**What to do:**
Pick out every line in the records that contains the word "crowd", matching case exactly, and copy each of those lines in full.
========================================
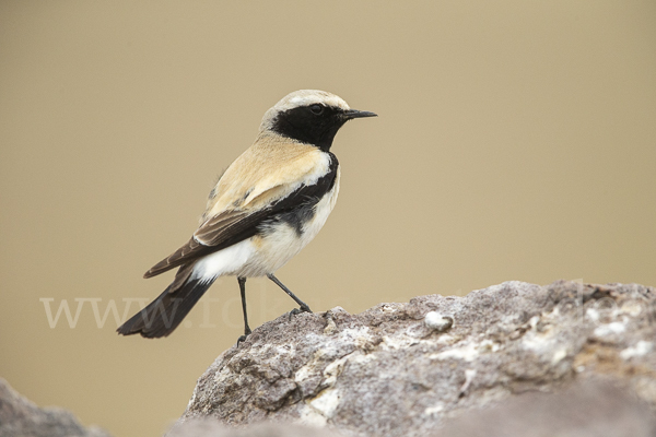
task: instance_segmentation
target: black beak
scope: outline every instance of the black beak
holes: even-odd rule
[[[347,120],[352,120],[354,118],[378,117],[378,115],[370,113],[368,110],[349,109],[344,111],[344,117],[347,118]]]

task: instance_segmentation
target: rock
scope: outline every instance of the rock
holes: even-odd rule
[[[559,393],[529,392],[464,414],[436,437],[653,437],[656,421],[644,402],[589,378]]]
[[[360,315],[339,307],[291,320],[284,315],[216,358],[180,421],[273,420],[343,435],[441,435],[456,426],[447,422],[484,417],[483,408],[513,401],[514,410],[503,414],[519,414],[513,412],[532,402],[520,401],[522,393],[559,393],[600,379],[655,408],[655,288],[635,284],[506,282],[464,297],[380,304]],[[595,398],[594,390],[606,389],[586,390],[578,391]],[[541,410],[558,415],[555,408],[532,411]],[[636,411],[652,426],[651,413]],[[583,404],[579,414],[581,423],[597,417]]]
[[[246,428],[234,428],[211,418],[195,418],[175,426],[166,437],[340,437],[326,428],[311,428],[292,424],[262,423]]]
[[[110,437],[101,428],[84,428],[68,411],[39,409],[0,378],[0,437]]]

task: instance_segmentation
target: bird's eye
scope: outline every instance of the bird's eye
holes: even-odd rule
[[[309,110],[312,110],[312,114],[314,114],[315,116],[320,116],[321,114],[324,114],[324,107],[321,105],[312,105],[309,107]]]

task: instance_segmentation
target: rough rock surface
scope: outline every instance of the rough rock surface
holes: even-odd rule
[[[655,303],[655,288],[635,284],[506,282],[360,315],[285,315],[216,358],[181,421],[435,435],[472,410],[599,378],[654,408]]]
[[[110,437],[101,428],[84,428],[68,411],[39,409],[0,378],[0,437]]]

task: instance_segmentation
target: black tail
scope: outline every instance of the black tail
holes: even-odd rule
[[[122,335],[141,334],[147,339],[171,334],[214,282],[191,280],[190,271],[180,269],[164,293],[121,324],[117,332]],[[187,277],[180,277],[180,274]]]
========================================
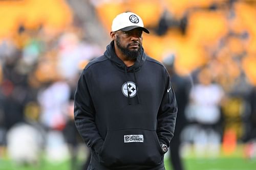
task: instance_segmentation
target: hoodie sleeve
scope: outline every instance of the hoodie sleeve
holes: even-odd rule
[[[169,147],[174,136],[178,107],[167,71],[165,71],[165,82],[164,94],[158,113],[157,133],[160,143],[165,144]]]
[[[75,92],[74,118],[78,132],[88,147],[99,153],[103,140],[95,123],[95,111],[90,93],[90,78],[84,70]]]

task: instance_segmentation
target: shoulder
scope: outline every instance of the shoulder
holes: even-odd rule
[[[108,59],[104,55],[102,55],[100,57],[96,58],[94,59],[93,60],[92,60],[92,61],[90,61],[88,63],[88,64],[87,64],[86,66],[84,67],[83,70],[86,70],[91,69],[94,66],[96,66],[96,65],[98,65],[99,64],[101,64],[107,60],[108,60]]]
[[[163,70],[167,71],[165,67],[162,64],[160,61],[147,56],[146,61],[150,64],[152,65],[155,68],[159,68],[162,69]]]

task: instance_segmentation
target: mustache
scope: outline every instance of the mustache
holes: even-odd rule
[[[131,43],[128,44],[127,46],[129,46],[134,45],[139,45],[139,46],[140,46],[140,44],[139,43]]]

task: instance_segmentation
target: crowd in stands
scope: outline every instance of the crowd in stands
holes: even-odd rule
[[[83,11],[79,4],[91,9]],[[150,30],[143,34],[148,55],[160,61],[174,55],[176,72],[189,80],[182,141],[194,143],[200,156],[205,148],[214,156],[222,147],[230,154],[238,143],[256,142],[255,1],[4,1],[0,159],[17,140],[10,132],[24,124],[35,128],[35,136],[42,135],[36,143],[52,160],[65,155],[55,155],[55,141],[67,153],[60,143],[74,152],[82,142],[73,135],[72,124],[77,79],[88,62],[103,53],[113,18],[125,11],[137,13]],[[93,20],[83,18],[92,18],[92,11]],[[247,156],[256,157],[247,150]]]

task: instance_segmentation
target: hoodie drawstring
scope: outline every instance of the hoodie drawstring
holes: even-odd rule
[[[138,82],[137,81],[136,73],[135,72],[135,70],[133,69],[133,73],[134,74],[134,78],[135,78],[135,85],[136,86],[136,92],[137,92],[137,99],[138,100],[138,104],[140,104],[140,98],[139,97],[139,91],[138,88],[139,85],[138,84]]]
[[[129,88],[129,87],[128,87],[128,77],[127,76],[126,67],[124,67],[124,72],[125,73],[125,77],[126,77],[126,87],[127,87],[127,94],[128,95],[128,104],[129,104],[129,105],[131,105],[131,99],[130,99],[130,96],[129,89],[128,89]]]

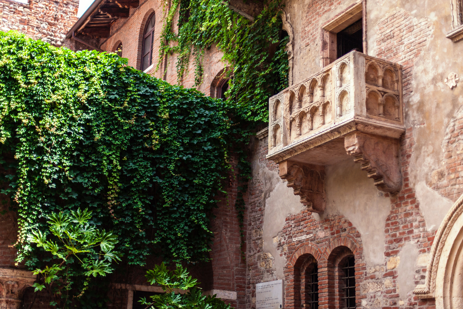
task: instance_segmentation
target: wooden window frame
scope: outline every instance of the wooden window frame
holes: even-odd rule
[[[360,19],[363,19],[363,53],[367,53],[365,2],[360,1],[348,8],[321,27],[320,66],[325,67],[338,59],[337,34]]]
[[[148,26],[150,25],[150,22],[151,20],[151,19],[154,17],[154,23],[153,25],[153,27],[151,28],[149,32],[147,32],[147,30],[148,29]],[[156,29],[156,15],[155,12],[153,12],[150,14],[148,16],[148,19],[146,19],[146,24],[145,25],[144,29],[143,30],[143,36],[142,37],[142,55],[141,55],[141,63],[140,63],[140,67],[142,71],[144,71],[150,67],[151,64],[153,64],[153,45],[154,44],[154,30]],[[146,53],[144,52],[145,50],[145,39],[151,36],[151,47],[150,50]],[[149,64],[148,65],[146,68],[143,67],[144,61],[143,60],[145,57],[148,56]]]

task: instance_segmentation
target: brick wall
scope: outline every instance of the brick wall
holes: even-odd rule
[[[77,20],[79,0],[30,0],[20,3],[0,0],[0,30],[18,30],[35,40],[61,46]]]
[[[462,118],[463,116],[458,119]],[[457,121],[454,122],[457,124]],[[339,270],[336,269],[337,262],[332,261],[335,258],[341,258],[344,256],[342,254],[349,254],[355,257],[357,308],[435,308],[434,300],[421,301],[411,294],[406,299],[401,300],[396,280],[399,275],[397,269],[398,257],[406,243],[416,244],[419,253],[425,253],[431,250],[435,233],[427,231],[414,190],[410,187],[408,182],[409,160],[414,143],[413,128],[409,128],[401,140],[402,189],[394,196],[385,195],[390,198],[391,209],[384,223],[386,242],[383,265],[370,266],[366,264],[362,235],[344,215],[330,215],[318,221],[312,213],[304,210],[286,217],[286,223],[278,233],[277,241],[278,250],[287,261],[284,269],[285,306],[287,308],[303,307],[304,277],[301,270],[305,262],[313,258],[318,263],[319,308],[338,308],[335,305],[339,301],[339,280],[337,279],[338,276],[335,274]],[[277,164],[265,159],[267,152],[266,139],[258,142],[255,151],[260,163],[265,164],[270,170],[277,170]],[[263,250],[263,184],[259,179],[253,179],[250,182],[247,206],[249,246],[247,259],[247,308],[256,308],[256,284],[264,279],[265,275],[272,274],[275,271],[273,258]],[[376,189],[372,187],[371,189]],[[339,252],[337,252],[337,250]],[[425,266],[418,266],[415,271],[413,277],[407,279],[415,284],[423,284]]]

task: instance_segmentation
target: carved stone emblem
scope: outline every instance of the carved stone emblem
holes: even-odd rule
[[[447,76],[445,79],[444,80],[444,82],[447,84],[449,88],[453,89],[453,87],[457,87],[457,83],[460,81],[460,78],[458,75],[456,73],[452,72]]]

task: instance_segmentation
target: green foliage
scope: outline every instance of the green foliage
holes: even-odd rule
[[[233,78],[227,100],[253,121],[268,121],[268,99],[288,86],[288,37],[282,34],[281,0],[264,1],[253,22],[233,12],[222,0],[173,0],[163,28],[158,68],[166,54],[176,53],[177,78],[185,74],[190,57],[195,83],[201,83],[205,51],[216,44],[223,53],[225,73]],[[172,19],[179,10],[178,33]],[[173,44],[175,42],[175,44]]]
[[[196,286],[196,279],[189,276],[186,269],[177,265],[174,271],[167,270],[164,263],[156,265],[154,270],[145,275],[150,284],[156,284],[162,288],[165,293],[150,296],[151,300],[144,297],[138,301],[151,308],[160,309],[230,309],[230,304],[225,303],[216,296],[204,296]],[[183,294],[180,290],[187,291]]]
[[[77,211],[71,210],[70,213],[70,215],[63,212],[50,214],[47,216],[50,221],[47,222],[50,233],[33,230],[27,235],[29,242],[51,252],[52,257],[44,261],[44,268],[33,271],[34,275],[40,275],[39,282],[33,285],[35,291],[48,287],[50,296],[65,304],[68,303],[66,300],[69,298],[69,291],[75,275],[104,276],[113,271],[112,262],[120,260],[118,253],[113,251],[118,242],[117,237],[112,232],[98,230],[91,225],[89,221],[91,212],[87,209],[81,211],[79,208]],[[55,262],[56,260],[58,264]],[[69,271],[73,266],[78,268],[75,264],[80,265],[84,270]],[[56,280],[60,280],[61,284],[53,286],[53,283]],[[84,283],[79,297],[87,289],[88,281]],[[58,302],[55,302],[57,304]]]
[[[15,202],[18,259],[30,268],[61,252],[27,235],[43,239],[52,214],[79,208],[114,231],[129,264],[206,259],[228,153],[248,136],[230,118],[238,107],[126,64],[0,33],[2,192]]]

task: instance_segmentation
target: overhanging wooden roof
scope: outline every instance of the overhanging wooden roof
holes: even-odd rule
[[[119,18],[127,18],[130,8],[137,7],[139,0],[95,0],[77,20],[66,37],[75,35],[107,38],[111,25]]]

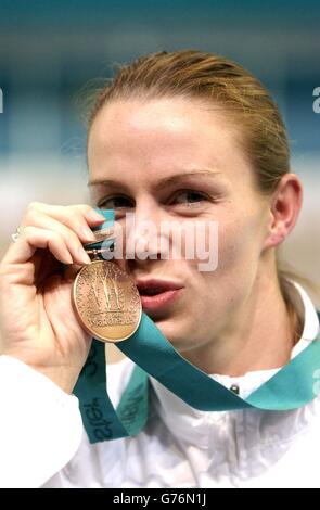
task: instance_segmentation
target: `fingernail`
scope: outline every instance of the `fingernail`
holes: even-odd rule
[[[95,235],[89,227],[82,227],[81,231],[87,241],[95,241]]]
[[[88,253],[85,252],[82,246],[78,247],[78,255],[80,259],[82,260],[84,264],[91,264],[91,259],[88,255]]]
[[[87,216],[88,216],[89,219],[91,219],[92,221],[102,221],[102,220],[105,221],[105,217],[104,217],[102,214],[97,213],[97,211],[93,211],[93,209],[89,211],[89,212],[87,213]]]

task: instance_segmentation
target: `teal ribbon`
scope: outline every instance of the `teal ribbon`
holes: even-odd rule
========================================
**Exercise solution:**
target: crowd in stands
scope: outline every instance of the crowd in stands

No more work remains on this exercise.